# Given data
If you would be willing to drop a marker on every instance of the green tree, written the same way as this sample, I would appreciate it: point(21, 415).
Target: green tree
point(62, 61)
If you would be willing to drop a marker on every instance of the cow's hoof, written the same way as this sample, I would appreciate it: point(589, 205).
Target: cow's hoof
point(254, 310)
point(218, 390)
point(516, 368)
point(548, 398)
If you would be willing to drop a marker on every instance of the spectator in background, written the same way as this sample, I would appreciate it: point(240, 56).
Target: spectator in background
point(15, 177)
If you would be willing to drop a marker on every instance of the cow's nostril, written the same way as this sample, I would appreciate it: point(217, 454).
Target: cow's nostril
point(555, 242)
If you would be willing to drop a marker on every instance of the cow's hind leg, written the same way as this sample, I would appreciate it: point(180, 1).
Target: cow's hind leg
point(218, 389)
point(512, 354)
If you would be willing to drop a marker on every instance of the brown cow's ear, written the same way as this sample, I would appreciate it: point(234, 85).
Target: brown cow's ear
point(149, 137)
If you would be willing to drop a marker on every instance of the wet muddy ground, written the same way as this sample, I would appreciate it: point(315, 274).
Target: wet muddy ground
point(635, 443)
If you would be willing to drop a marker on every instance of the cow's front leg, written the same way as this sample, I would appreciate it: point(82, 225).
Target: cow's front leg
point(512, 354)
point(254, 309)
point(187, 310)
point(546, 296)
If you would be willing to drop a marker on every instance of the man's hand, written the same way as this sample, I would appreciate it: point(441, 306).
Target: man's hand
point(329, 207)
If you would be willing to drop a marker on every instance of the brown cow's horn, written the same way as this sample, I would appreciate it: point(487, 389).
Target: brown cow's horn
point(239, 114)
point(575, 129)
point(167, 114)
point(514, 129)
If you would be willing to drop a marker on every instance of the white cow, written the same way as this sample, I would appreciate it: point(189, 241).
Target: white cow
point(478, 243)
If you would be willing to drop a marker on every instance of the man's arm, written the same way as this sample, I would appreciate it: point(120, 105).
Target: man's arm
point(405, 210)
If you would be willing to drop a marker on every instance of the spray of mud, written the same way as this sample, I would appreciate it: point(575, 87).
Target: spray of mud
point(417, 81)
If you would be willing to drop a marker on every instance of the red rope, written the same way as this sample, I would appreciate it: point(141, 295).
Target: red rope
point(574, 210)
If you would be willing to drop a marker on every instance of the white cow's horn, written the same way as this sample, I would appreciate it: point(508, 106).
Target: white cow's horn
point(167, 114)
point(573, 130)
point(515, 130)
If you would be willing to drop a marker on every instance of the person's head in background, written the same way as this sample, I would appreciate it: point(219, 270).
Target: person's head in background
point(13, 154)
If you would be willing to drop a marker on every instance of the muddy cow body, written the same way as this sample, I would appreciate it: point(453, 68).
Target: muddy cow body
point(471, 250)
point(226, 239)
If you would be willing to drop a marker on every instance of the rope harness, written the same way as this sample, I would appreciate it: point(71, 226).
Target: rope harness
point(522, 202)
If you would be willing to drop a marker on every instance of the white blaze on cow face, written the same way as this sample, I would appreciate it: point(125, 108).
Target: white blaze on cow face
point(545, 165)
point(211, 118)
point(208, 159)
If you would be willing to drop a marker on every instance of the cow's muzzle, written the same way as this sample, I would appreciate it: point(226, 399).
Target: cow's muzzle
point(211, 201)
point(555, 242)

# Exercise instructions
All entries must be given again exactly.

# Answer to the problem
If you would be willing to drop a marker on every instance of the green tree, written the same way as this sample, I would appreciate it: point(21, 415).
Target: green tree
point(62, 61)
If you would be willing to drop a marker on every instance of the cow's hoof, written the same way as this sample, I would appreciate it: point(589, 205).
Target: cow's hoof
point(254, 310)
point(218, 390)
point(516, 368)
point(548, 398)
If you would be willing to drop a marker on every instance of the spectator in background, written the same way as this sample, I would appreciate it: point(240, 56).
Target: spectator in background
point(15, 177)
If you would be willing to drop a marker on every instance of the cow's nostril, written the same way as this sample, I would appreciate it: point(217, 454).
Target: cow's nostril
point(555, 242)
If you would be willing to drop a marker on every instance of the cow's hind leg, written the same way as this sample, I would appreciate it: point(180, 1).
Target: cow's hind leg
point(218, 389)
point(512, 354)
If you would be willing to drop a marker on every instance of the brown cow's ear, written the same way as this sample, I would appreciate it: point(234, 85).
Target: brown cow's ear
point(149, 137)
If you would be willing to drop a marker on every instance of the wet muddy ground, written the same way as this sample, I would appreciate it: point(315, 274).
Target: wet muddy ground
point(635, 443)
If you would be willing to drop a marker on every instance of the cow's front leg, written the same way as this sample, I would appreciate it: point(82, 225).
Target: cow's front leg
point(512, 354)
point(254, 309)
point(187, 310)
point(546, 296)
If you would be willing to drop a marker on every instance of the man's hand, written the same way as this sample, I would appreciate it: point(441, 306).
Target: man's hand
point(329, 207)
If you would be willing to drop a marker on every instance of the brown cow's horn, written the same way as this sample, I would appreciate it: point(487, 389).
Target: brown cow's horn
point(239, 114)
point(575, 129)
point(167, 114)
point(514, 129)
If you would be willing to drop a marker on every instance of the white cow, written the same way as this sample, I would appreciate it: point(189, 241).
Target: white cow
point(478, 243)
If you would be willing to drop a marker on every instance of the man's arm, written the same way as this sample, I would appreciate it: point(120, 105).
Target: man's arm
point(405, 210)
If you would be willing to drop a marker on every instance of the spray of mud, written the same way as this sample, I would appreciate it: point(575, 87).
Target: spray of mud
point(417, 81)
If you would be willing to drop a marker on every instance of the red rope, written the same way as this sample, I would appreciate it: point(141, 295).
Target: red rope
point(574, 210)
If you would be willing to drop a marker on every instance of the white cow's horn, written the same way as this sample, I would appreciate it: point(508, 106).
Target: white cow's horn
point(167, 114)
point(573, 130)
point(515, 130)
If you would be willing to drop a marker on every instance of the person's head in background, written the same way as this sample, I would appreciate it: point(219, 270).
Target: person's head in background
point(13, 154)
If you would be willing to drop a marker on every instance of the muddy cow body, written the same way as this sample, I would appreciate it: point(453, 68).
Target: muddy cow body
point(471, 250)
point(226, 239)
If you would be willing to drop a marker on every instance of the rope harness, written the same way as this sample, I would appreciate it: point(71, 226).
Target: rope harness
point(522, 202)
If you would be willing to drop a marker on every instance of the white blaze on cow face, written the same way as this sample, I would appreciate it: point(125, 108).
Target: white blaze on cow face
point(545, 165)
point(211, 118)
point(208, 159)
If you would be willing to drop a marker on every instance of the cow's muzzle, written the same way as this sample, I would appreciate it: point(226, 399).
Target: cow's muzzle
point(211, 201)
point(555, 242)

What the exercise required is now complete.